_The request_
Copy out only the lines from the one containing "TARGET = black wristwatch" through the end of the items, swapping "innermost" for "central" and leaving everything else unchanged.

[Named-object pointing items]
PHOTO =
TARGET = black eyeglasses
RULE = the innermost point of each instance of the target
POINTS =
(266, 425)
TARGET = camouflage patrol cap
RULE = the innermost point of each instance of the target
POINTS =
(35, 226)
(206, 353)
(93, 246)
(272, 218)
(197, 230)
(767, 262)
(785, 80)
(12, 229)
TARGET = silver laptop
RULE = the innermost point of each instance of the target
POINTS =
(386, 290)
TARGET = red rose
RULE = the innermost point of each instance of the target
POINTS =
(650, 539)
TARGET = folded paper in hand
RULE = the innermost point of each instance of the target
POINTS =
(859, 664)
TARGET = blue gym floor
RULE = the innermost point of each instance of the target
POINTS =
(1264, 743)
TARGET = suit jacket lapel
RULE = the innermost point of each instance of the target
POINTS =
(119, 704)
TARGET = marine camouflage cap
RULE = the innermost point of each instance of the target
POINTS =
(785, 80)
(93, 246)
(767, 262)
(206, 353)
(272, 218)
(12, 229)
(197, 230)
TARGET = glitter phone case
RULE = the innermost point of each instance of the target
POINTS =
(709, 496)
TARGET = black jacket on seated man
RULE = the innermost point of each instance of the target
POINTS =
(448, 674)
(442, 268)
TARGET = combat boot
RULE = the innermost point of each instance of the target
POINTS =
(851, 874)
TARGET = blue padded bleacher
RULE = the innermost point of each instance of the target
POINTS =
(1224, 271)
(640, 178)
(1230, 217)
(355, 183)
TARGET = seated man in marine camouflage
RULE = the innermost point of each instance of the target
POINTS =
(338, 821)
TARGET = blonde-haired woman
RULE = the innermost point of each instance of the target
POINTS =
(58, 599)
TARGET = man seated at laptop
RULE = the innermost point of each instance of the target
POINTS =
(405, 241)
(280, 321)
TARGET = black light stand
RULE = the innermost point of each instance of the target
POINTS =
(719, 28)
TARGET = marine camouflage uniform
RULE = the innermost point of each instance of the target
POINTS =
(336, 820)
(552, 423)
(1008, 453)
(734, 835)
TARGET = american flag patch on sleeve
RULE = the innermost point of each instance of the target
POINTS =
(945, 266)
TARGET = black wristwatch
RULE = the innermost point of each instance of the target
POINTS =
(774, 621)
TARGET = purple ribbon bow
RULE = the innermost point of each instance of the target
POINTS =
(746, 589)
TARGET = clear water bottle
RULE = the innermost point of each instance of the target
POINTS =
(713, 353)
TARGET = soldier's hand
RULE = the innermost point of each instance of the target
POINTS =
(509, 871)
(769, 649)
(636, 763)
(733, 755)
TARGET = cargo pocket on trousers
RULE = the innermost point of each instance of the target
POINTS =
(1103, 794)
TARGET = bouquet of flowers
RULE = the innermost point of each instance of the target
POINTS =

_Result for this exercise_
TARGET = black wristwatch
RULE = the central point of each instance of the target
POINTS =
(774, 621)
TARGET = purple ribbon bow
RULE = the central point of each instance of the target
POINTS =
(746, 589)
TARGET = clear water bottle
RULE = the central point of each instance of the target
POINTS =
(713, 353)
TARGET = soldier's hand
RULE = the central point of each instance of the target
POINTS =
(509, 871)
(769, 649)
(636, 763)
(733, 755)
TARGET = cargo pocket on trousers
RULE = the central point of each instance of the target
POINTS =
(1103, 794)
TARGET = bouquet of flowers
RULE = the central point of each instance of the target
POINTS =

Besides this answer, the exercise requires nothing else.